= Work to do =
Retype the data below exactly, from the line with "# mark one dot per instance, written like column 384, row" to the line with "column 535, row 235", including both of those lines.

= Input data =
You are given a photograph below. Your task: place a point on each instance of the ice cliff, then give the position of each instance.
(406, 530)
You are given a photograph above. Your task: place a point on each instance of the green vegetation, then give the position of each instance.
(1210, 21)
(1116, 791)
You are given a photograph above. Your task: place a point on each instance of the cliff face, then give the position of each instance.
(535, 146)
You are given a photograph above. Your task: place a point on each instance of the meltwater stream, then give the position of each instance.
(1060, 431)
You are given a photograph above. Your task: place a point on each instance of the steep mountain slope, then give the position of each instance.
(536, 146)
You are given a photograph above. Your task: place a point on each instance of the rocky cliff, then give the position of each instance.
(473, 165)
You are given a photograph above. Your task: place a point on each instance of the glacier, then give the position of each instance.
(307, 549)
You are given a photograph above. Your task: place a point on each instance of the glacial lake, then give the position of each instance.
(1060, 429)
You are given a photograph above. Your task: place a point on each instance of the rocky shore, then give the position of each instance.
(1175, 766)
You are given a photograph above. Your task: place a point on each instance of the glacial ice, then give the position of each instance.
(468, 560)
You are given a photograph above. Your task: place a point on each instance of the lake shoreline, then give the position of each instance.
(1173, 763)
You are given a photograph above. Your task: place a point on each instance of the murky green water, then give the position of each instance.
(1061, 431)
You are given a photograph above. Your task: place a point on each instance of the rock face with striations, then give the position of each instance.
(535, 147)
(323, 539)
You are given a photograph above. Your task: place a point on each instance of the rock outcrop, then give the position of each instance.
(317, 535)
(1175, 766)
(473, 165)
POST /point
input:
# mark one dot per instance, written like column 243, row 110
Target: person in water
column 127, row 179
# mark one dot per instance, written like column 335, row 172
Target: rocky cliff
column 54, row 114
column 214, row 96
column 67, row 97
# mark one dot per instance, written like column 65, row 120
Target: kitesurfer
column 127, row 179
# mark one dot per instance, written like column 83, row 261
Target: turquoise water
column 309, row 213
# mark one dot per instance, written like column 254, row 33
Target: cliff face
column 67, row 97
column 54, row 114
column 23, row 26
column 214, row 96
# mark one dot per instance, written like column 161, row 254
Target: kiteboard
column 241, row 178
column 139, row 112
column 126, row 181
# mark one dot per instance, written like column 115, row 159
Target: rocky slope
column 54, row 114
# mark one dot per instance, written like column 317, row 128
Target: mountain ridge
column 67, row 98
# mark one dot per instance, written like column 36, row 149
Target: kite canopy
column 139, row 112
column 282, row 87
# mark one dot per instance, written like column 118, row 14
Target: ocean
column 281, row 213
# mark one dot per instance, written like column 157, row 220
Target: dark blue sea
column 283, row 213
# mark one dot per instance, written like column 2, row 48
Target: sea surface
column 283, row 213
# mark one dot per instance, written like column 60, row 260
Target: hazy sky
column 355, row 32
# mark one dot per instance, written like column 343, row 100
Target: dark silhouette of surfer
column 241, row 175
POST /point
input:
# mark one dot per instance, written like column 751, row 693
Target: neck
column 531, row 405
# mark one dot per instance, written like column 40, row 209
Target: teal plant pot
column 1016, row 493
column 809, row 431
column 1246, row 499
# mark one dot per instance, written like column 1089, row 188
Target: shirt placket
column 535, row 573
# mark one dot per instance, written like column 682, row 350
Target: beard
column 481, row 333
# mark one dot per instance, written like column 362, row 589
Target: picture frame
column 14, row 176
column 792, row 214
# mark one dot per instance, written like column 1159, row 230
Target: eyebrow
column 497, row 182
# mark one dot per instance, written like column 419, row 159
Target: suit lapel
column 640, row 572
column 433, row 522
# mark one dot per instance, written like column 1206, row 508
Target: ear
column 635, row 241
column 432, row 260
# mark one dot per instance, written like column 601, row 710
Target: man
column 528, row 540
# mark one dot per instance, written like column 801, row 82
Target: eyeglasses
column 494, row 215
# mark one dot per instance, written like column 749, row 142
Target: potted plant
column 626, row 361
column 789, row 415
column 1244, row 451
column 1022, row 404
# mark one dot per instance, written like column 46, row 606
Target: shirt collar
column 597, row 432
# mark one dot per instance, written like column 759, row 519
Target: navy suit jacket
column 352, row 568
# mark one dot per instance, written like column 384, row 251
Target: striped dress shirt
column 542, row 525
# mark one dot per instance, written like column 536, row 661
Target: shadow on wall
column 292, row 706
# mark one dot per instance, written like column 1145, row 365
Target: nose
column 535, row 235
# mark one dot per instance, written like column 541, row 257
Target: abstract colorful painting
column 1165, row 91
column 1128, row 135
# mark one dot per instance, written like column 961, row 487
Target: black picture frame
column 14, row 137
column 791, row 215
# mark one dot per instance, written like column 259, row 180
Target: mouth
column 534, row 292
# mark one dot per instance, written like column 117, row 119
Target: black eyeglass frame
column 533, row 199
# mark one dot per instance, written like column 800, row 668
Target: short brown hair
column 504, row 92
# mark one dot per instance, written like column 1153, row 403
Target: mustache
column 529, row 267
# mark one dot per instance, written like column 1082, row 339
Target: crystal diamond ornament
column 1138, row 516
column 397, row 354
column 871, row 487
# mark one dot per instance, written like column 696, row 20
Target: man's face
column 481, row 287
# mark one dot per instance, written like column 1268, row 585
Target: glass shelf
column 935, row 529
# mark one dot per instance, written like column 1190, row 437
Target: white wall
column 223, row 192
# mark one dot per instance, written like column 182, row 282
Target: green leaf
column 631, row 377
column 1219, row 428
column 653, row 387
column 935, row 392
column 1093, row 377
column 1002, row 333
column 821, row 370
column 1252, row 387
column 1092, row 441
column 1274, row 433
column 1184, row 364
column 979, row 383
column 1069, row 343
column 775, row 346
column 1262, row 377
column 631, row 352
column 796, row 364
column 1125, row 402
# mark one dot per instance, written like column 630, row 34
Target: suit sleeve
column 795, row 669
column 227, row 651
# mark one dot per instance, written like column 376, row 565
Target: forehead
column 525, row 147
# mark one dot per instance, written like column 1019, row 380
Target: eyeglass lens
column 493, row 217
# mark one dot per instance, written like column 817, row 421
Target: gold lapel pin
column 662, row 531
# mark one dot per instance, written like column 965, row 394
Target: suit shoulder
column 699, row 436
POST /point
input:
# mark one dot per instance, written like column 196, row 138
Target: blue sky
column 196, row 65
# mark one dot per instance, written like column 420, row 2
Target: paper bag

= The response =
# mark one dot per instance, written like column 384, row 251
Target: striped dress shirt
column 542, row 525
# mark one dot per instance, written like column 536, row 661
Target: shadow on wall
column 292, row 706
# mark one dot per instance, written like column 1145, row 365
Target: nose
column 535, row 235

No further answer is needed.